• **YOUR INSTRUCTIONS**
All of the data should be restated word for word, with the pictures omitted.

• **RECORDS FOR THIS TASK**
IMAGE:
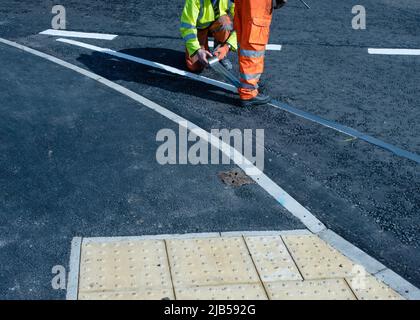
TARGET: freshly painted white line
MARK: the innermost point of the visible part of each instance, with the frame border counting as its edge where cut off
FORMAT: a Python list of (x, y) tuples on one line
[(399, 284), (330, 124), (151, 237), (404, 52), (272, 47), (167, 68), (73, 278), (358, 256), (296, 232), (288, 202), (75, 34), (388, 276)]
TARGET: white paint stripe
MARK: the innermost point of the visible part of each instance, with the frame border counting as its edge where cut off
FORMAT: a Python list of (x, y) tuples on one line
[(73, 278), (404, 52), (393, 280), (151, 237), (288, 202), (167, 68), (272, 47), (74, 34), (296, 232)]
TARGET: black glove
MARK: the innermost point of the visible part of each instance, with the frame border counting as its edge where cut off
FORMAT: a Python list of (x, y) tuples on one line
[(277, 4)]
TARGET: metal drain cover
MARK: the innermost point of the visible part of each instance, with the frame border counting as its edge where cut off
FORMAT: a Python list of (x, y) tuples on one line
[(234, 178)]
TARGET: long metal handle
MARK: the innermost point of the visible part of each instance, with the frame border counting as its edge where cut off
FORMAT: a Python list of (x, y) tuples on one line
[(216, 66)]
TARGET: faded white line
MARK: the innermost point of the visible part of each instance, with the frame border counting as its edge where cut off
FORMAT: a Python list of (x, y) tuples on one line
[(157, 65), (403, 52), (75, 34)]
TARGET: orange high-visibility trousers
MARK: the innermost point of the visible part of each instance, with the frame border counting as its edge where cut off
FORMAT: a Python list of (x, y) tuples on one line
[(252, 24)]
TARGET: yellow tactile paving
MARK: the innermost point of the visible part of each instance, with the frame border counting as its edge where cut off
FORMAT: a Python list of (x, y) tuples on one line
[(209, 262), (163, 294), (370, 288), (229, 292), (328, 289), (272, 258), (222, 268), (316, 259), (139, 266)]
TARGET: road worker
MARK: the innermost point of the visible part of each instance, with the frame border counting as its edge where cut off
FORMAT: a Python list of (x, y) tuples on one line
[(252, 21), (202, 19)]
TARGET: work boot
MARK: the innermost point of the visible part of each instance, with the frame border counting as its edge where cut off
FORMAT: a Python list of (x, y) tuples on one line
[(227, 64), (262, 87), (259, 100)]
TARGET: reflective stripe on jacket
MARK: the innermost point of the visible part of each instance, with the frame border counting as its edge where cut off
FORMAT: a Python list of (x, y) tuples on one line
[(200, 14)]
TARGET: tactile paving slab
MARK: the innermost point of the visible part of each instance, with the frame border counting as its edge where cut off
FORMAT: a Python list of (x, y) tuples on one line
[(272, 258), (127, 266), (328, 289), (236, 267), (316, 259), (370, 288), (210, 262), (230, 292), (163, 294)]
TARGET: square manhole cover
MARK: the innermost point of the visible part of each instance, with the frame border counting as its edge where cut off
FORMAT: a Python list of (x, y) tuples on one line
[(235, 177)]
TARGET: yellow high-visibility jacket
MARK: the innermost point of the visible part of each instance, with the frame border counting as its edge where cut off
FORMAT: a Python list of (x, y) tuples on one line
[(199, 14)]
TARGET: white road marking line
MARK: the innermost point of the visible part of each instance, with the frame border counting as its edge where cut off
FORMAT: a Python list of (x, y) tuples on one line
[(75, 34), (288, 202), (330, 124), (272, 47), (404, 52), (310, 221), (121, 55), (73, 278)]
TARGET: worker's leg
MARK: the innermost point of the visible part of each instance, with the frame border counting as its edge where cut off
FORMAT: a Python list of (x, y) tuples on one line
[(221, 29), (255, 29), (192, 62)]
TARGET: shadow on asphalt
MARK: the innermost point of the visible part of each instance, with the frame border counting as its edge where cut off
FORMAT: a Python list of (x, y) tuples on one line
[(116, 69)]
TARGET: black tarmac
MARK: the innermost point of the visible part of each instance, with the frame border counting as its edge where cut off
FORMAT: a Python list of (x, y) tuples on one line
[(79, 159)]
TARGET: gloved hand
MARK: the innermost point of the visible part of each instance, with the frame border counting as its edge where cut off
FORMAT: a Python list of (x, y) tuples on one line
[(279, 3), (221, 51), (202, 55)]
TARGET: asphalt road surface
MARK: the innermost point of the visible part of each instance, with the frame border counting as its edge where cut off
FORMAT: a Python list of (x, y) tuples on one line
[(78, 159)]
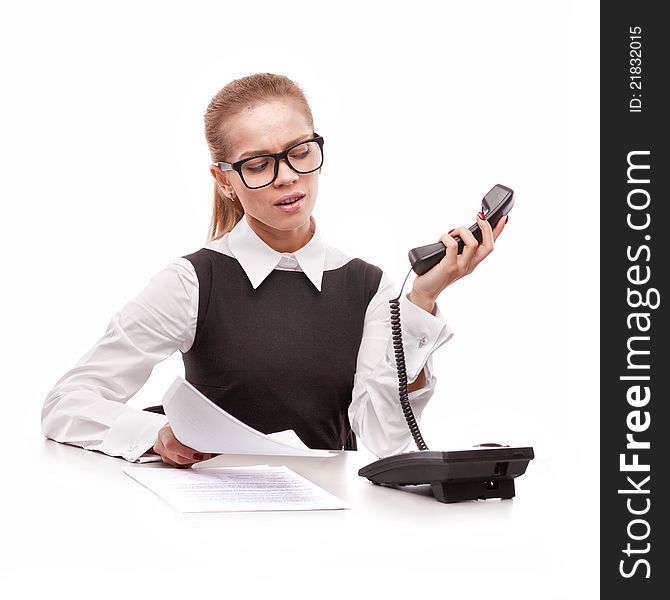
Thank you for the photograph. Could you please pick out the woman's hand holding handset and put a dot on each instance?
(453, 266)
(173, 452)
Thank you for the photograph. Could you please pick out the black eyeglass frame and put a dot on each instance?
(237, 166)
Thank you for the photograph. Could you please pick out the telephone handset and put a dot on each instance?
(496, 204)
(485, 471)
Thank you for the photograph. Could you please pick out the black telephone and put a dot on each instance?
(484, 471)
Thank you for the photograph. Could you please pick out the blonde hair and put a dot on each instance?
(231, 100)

• **RESULT FOR THIS EXERCISE**
IMAGE:
TARGET: freshly painted white line
MARK: the innermost point of the visible part of each instance, with the frame border counting as its edge where cut off
FORMAT: a Python list of (x, y) tuples on one line
[(399, 284), (330, 124), (151, 237), (404, 52), (272, 47), (167, 68), (73, 278), (358, 256), (296, 232), (288, 202), (75, 34), (388, 276)]
TARGET: white paint stripe
MARK: the innermost point of the visible part of each instance, with the frame border counting as its edge where cut off
FORMAT: a Python list of (x, y) tuples on one line
[(73, 278), (404, 52), (393, 280), (151, 237), (288, 202), (167, 68), (272, 47), (74, 34), (296, 232)]
TARGET: black glove
MARK: the innermost point of the visible part of each instance, with the frame border counting as its edge where cut off
FORMAT: a Python list of (x, y) tuples on one line
[(277, 4)]
TARGET: metal drain cover
MARK: the innermost point of the visible part of each instance, with the frame border counting as its edge where cut off
FORMAT: a Python list of (x, y) tuples on one line
[(234, 178)]
TARGET: long metal handle
MARK: the innermost point of the visible part of each instance, with the frame border counting as its edge where cut off
FORMAT: a Python list of (x, y) tuples on one line
[(216, 66)]
TARGET: faded white line
MARK: the innermost point of the visible part of each instance, with the frame border counting as its edge where cut off
FORMAT: a Python list of (x, y) tuples on one line
[(157, 65), (403, 52), (75, 34)]
TARGET: orange high-visibility trousers
MARK: the innermost point of the visible part of each instance, with the frame border counting as its edge where cut off
FORMAT: a Python list of (x, y) tuples on one line
[(252, 24)]
TARGET: yellow tactile paving
MARK: the innermost point of the visible part of each instance, with the frame border counting as its edge where cut off
FORMAT: a Python list of (x, y) tuples on one line
[(209, 262), (163, 294), (370, 288), (229, 292), (328, 289), (272, 258), (222, 268), (316, 259), (139, 266)]
TARGET: road worker
MARK: the innermost point of the visible part of each instance, with the frame border counting as its edge where cut off
FORMAT: a Python list of (x, y) tuples on one line
[(252, 21), (202, 19)]
TARGET: work boot
MARK: the innermost point of the visible part of each instance, with the frame border counting as its edge where cut off
FORMAT: a Python list of (x, y) tuples on one line
[(227, 64), (262, 87), (259, 100)]
TARGET: reflective stripe on jacket
MARK: the innermost point of the visible part of each instance, with the frame border counting as its edge where cut off
FORMAT: a Python list of (x, y) tuples on one line
[(200, 14)]
TARGET: tactile paving slab
MARK: the innermost point of the visible part of each instance, with the frame border counting as its edge where cut off
FORMAT: a Python list of (x, y) tuples on one line
[(272, 258), (127, 266), (328, 289), (236, 267), (316, 259), (370, 288), (210, 262), (230, 292), (163, 294)]
TARGET: square manhole cover
MARK: the innermost point of the visible part of each instance, with the frame border counting as its edge where cut off
FORMAT: a Python list of (x, y) tuples on one line
[(235, 177)]
TARGET: yellow high-visibility jacket
MARK: the innermost point of the visible part of each instance, with the frame border counting as its edge where cut off
FORMAT: a Python list of (x, y) tuples on one line
[(199, 14)]
TARGET: white road marking line
MARK: the innermost point of the visible part of each instance, with the frame border counting as its edge where cut off
FORMAT: a Python list of (x, y) tuples on one line
[(75, 34), (288, 202), (330, 124), (272, 47), (404, 52), (310, 221), (121, 55), (73, 278)]
TARGET: worker's leg
MARK: the innermost point of the visible part of each instance, with the frame border counting as its edge where cut off
FORMAT: a Python list of (x, y) tuples on one line
[(221, 29), (255, 29), (192, 62)]
TARGET: shadow on asphalt
MARK: the innermost point of the visible part of each instance, with the frame border counting as its edge where cut off
FORMAT: a Python list of (x, y) tuples on one line
[(116, 69)]
TARGET: black tarmac
MARK: the innermost point of the visible part of each instance, with the frame border counting as its edge where cut off
FORMAT: a Python list of (x, y) tuples on one line
[(79, 159)]
TARGET: gloved hand
MARK: the innermost point of the visible part of each instance, with the frame border counting as its edge where cut off
FORMAT: a Python list of (x, y) tuples on one line
[(279, 3), (221, 51), (202, 55)]
TARGET: asphalt road surface
MARK: the innermost point of the visible part of each instance, with the frame border counting as its edge where cut off
FORMAT: a Python list of (x, y) tuples on one line
[(78, 159)]
Thank you for the photograph. Could you please pick out the woman's hand holding handset and put a dot on each instance?
(453, 266)
(173, 452)
Thank you for the photograph. Could you please pick out the black eyeglass frame and put a dot on each instance?
(237, 166)
Thank you for the photograph. Could you please pick out the telephone handset and put a dot on each instance?
(496, 204)
(485, 471)
Thank you for the photograph. Could you please pick out the black telephone and put a dot on each instance?
(484, 471)
Thank you for the photograph. Could you please pick out the blonde hair and put a dot on each instance?
(231, 100)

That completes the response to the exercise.